-- Information shown start --
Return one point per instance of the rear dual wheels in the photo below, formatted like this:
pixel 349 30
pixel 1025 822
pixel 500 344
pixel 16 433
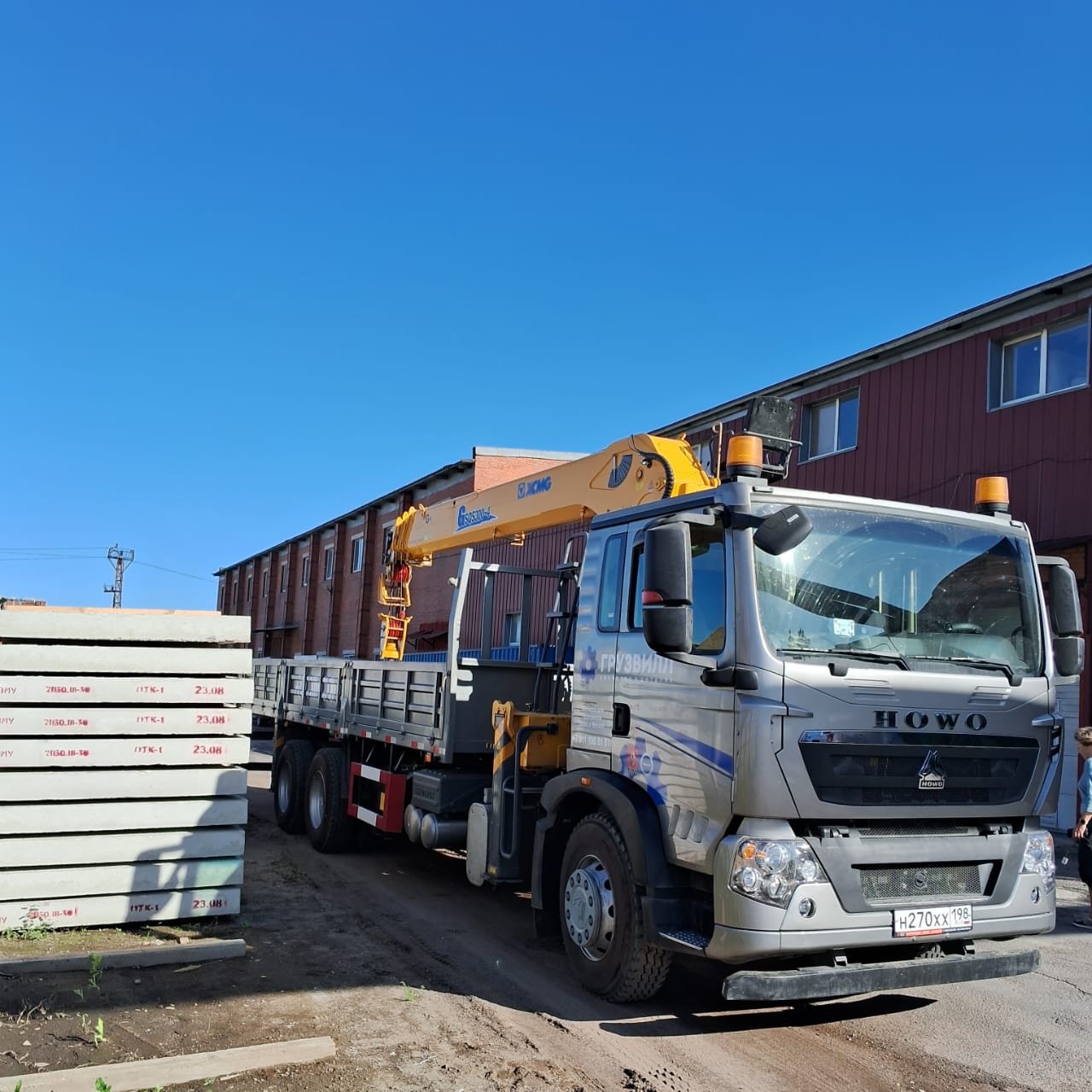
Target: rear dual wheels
pixel 326 818
pixel 291 784
pixel 601 917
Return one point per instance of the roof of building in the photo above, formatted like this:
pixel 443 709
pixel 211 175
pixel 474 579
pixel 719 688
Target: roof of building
pixel 457 468
pixel 444 472
pixel 984 317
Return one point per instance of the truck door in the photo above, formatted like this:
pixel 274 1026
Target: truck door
pixel 595 648
pixel 679 738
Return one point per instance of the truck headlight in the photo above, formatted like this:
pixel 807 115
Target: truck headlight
pixel 770 870
pixel 1038 857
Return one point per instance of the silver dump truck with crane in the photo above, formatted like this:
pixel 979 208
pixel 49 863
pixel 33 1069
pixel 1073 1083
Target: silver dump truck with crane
pixel 808 736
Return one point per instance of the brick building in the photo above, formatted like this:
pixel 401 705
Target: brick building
pixel 999 389
pixel 315 594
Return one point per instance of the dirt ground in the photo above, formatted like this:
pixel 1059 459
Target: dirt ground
pixel 426 983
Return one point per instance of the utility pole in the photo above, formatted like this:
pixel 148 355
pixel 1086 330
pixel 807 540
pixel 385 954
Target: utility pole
pixel 121 560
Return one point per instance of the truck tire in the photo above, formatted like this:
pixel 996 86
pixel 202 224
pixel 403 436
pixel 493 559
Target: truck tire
pixel 324 816
pixel 289 788
pixel 601 917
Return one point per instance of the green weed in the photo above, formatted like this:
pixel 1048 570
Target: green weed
pixel 36 932
pixel 96 970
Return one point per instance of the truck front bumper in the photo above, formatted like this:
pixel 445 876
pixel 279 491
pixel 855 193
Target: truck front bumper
pixel 818 983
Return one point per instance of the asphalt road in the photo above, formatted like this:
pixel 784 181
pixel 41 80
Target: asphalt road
pixel 1030 1032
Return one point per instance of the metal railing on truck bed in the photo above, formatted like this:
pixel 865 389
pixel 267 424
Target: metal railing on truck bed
pixel 415 706
pixel 445 708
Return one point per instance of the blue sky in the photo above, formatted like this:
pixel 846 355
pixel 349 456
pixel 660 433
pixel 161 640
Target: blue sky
pixel 260 264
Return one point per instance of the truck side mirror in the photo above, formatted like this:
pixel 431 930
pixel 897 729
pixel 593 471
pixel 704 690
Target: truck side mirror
pixel 667 595
pixel 785 529
pixel 1065 601
pixel 1066 621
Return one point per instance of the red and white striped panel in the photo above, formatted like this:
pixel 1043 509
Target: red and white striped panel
pixel 392 795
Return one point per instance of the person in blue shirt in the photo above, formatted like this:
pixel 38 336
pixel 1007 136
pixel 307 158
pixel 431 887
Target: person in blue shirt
pixel 1083 833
-- Information shown end --
_Exercise goal:_ Arrange all the rows above as a JSON list of strings, one string for each line. Skip blank lines and leave the pictures out.

_Result of the task:_
[
  "Return one point per instance of the rear dual wheels in the photo below, formatted like this:",
  "pixel 349 30",
  "pixel 1025 822",
  "pixel 500 344",
  "pixel 16 433",
  "Target: rear dual wheels",
  "pixel 326 818",
  "pixel 291 784",
  "pixel 601 917",
  "Return one point per instance of the roof of building in the photo above, formatted like this:",
  "pixel 443 709",
  "pixel 211 175",
  "pixel 474 579",
  "pixel 719 688",
  "Target: roof of building",
  "pixel 457 468",
  "pixel 444 472",
  "pixel 984 317",
  "Return one point per instance of the truck door in the photo above, formatted like this:",
  "pixel 274 1026",
  "Target: truck door",
  "pixel 595 648",
  "pixel 679 738",
  "Return one point per instance of the truck headlight in the photo above, formatted like this:",
  "pixel 807 115",
  "Target: truck headlight",
  "pixel 770 870",
  "pixel 1038 857",
  "Return one point per instance of the silver dump truck with crane in the photo above, formatted like this:",
  "pixel 979 208",
  "pixel 49 863",
  "pixel 33 1069",
  "pixel 1073 1083",
  "Target: silver dump truck with crane",
  "pixel 808 736",
  "Return one point per instance of the brick building in the photo above, formatted like this:",
  "pixel 401 705",
  "Target: brick building",
  "pixel 999 389",
  "pixel 315 594",
  "Return one point per instance of the dirt ground in the photo above, formatted like this:",
  "pixel 1059 459",
  "Target: dirt ground",
  "pixel 426 983",
  "Return one point per instance of the utility pole in the photo above, formatted like this:",
  "pixel 148 355",
  "pixel 1086 330",
  "pixel 807 540",
  "pixel 385 954",
  "Target: utility pole",
  "pixel 121 560",
  "Return one point per instance of the truck tire in the photo above, formatted like this:",
  "pixel 996 86",
  "pixel 202 224",
  "pixel 403 436",
  "pixel 493 559",
  "Target: truck tire",
  "pixel 324 816",
  "pixel 289 788",
  "pixel 601 917",
  "Return one point per instance of the green weed in the photo above, formatted like this:",
  "pixel 1048 570",
  "Target: green weed",
  "pixel 36 932",
  "pixel 96 970",
  "Return one point per instance of the truck front bumper in the photo above, formatted like this:",
  "pixel 445 876",
  "pixel 279 491",
  "pixel 855 193",
  "Target: truck front bumper",
  "pixel 818 983",
  "Return one point per instance of the asphalt road in the photo above, formatted like this:",
  "pixel 784 181",
  "pixel 41 80",
  "Target: asphalt road",
  "pixel 1030 1032",
  "Return one point per instance of the metal railing on truck bed in the photo above, formatted like this:",
  "pixel 865 389",
  "pixel 267 424",
  "Target: metal railing on truck bed",
  "pixel 415 706",
  "pixel 445 708",
  "Return one point per instance of the blue sky in the photo above, formatted like this:",
  "pixel 846 355",
  "pixel 349 456",
  "pixel 660 433",
  "pixel 161 640",
  "Target: blue sky",
  "pixel 260 264",
  "Return one point per instance of the truck side mirror in the photo above, formatted like this:",
  "pixel 431 930",
  "pixel 897 729",
  "pixel 593 471",
  "pixel 704 690",
  "Target: truck side mirror",
  "pixel 667 595",
  "pixel 785 529",
  "pixel 1065 601",
  "pixel 1066 621",
  "Return one point per instance of the red and white striped panel in the photo above, formatted like this:",
  "pixel 1043 509",
  "Target: red and white striped panel",
  "pixel 392 795",
  "Return one point per instance of the person in blue shirt in the photo above, formatted like this:",
  "pixel 38 336",
  "pixel 1007 136",
  "pixel 307 158",
  "pixel 431 887",
  "Target: person in blue shirt",
  "pixel 1083 833"
]